> _WRITTEN PROBLEM_
Write out every record below exactly as it appears.

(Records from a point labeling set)
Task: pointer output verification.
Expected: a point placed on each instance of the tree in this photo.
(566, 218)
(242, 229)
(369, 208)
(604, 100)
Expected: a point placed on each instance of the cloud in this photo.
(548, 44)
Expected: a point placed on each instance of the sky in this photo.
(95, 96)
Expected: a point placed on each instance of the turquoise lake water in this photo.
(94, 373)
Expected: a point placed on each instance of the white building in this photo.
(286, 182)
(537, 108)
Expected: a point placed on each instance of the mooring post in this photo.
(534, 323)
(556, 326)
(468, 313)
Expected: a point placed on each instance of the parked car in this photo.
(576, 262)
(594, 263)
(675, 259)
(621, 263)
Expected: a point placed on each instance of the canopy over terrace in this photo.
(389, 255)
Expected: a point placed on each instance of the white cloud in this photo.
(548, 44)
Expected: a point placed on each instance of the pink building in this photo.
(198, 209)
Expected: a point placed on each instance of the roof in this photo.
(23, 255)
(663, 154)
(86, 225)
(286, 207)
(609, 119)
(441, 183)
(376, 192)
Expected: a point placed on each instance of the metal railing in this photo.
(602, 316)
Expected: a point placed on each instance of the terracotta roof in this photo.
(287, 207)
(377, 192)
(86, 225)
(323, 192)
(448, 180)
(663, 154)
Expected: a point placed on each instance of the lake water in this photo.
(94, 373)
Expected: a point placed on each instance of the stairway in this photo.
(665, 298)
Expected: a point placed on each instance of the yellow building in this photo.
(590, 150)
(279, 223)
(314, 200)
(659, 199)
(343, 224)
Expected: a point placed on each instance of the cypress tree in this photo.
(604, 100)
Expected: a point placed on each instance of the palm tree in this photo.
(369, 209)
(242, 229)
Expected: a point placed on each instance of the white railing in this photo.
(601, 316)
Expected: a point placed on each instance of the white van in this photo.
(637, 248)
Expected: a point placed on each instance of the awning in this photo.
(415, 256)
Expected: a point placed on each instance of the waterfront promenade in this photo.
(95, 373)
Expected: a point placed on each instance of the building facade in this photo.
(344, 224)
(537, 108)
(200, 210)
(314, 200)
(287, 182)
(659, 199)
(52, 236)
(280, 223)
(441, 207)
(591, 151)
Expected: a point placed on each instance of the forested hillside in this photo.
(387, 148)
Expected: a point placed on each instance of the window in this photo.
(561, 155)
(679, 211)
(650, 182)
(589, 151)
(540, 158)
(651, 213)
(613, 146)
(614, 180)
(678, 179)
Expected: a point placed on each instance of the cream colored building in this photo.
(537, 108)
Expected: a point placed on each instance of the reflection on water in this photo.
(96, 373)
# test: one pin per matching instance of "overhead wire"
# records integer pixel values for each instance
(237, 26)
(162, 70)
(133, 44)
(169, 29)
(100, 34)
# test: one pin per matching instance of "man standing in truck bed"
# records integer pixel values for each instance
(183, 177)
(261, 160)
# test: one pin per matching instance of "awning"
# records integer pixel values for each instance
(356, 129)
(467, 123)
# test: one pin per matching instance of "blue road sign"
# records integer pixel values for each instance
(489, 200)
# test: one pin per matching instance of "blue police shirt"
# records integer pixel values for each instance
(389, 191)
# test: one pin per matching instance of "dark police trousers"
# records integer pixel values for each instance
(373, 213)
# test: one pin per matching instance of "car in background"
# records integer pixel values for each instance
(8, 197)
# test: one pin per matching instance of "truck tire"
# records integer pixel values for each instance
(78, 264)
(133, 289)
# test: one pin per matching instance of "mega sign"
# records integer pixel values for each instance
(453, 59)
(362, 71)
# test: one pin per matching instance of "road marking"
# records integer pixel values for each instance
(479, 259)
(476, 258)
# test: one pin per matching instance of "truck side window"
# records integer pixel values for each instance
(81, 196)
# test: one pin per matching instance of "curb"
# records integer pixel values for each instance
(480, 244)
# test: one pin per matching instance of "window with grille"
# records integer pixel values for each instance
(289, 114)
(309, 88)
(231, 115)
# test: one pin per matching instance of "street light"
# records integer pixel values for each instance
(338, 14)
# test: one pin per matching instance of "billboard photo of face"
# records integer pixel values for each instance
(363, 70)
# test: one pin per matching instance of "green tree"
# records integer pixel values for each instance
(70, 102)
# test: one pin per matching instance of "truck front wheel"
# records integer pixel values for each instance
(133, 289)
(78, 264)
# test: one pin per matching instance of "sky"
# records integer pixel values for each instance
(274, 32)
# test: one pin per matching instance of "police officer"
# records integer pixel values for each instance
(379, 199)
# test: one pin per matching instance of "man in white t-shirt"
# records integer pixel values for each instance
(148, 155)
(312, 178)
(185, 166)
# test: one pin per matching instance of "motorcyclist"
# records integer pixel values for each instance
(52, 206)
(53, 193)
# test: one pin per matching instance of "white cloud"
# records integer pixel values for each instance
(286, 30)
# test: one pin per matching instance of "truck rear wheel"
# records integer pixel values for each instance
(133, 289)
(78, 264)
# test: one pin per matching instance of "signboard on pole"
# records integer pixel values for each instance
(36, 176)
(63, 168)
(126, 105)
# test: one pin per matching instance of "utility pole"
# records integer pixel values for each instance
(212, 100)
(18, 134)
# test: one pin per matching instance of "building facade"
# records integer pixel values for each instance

> _COMPLETED EXERCISE_
Task: pointer output verification.
Expected: a point placed on each instance of the tree in this photo.
(566, 218)
(242, 229)
(369, 208)
(604, 100)
Expected: a point placed on each instance of the cloud in this photo.
(548, 44)
Expected: a point placed on each instance of the sky in this photo.
(95, 96)
Expected: a point placed on each instance of the turquoise lake water in this photo.
(94, 373)
Expected: a point placed on each instance of the white building in this photo.
(286, 182)
(537, 108)
Expected: a point placed on each instance of the mooring post in this photo.
(534, 323)
(556, 326)
(468, 313)
Expected: a point placed on each instance of the parked car in this photo.
(576, 262)
(594, 263)
(675, 259)
(621, 263)
Expected: a point placed on each instance of the canopy over terrace in this photo.
(389, 255)
Expected: a point placed on each instance of the white cloud in this photo.
(548, 44)
Expected: a point placed on each instance of the pink building in this photo.
(198, 209)
Expected: a point placed on each instance of the roof in this photo.
(23, 255)
(663, 154)
(86, 225)
(286, 207)
(609, 119)
(441, 183)
(376, 192)
Expected: a point placed on each instance of the metal railing in this photo.
(602, 316)
Expected: a point placed on each instance of the terracotta roof in this photo.
(287, 207)
(377, 192)
(86, 225)
(323, 192)
(448, 180)
(663, 154)
Expected: a point placed on each instance of the lake water in this photo.
(94, 373)
Expected: a point placed on each instance of the stairway in this photo.
(665, 298)
Expected: a point placed on each instance of the yellow building in this photo.
(590, 150)
(279, 223)
(314, 200)
(659, 199)
(343, 224)
Expected: a point placed on each instance of the cypress tree in this photo.
(604, 100)
Expected: a point placed on each instance of the palm tree in this photo.
(369, 209)
(242, 229)
Expected: a point placed on each instance of the white railing in this photo.
(601, 316)
Expected: a point placed on each instance of the white van in this photo.
(637, 248)
Expected: a point placed on each instance of the awning in this photo.
(415, 256)
Expected: a point placed on each instance of the waterfront promenade in this photo.
(95, 373)
Expected: a point placed on each instance of the building facade in this photo.
(344, 224)
(537, 108)
(200, 210)
(314, 200)
(287, 182)
(659, 199)
(52, 236)
(280, 223)
(441, 207)
(591, 151)
Expected: a point placed on each instance of the forested hillside in this photo.
(387, 148)
Expected: a point placed on each instance of the window in this photo.
(561, 155)
(679, 211)
(650, 182)
(589, 151)
(540, 158)
(651, 213)
(613, 146)
(614, 180)
(678, 179)
Expected: a point placed on each instance of the cream colored building in this photo.
(537, 108)
Expected: a point placed on each instance of the reflection on water in this photo.
(96, 373)
# test: one pin per matching instance of "overhead wire"
# records integer pixel values for each instance
(237, 26)
(162, 70)
(133, 44)
(169, 29)
(100, 34)
# test: one pin per matching instance of "man standing in truck bed"
# records integer pixel values for each instance
(183, 177)
(261, 160)
# test: one pin per matching instance of "awning"
# records integer pixel values for each instance
(356, 129)
(467, 123)
# test: one pin per matching instance of "blue road sign"
# records integer pixel values for each instance
(489, 200)
# test: one pin per matching instance of "blue police shirt"
# records integer pixel values for each instance
(389, 191)
# test: one pin per matching instance of "dark police trousers"
# records integer pixel values for each instance
(373, 213)
# test: one pin per matching instance of "car in background"
# records integer pixel values for each instance
(8, 197)
# test: one pin per matching instance of "truck tire"
# records integer pixel values for each instance
(78, 264)
(133, 289)
# test: one pin per matching instance of "mega sign"
# records integer pixel values for each instance
(453, 59)
(362, 71)
# test: one pin per matching instance of "road marking"
# records integer pixel values for each instance
(479, 259)
(476, 258)
# test: one pin per matching instance of "truck side window"
# records integer pixel values for each instance
(81, 196)
# test: one pin per matching instance of "curb"
# records integer pixel values for each instance
(480, 244)
# test: one pin per matching instance of "window with grille"
# records integer pixel values for each instance
(289, 114)
(309, 88)
(231, 115)
# test: one pin per matching instance of "street light"
# records integer pixel values for each instance
(338, 14)
# test: one pin per matching instance of "billboard photo of face"
# records integer pixel values for each instance
(363, 70)
# test: one pin per matching instance of "green tree"
# records integer pixel values for each instance
(70, 102)
# test: one pin per matching instance of "truck front wheel"
# records integer pixel values for each instance
(133, 289)
(78, 264)
# test: one pin per matching instance of "sky"
# records integer pixel values for each instance
(274, 32)
# test: one pin per matching instance of "police officer"
# records integer pixel values for each instance
(379, 199)
# test: one pin per matching instance of "man in white t-shirt"
# records integer pixel values for each instance
(148, 155)
(312, 178)
(185, 166)
# test: one pin per matching instance of "motorcyclist"
# records integer pixel values for each instance
(52, 206)
(53, 193)
# test: one pin per matching instance of "white cloud"
# records integer pixel values for each instance
(286, 30)
# test: one pin per matching instance of "truck rear wheel"
# records integer pixel values for each instance
(133, 289)
(78, 264)
# test: one pin per matching instance of "signboard on pole"
# records integer pixel values for each instance
(36, 176)
(63, 168)
(126, 105)
# test: one pin per matching instance of "utility pole"
# records integer pixel values for each instance
(212, 100)
(18, 134)
# test: one pin per matching instance of "building facade"
# records integer pixel values for each instance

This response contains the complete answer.